+++ RECORDS FOR THIS TASK

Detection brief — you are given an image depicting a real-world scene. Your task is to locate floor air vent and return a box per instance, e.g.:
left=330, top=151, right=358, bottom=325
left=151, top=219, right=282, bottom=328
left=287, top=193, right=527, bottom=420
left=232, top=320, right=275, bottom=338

++++++

**TO DO**
Reproduce all of the records exactly.

**RESPONSE FOR THIS EXERCISE**
Detection brief — you are given an image depicting a real-world scene. Your task is to locate floor air vent and return a box per instance, e.g.:
left=330, top=151, right=358, bottom=325
left=151, top=219, right=282, bottom=328
left=287, top=193, right=527, bottom=420
left=232, top=320, right=275, bottom=338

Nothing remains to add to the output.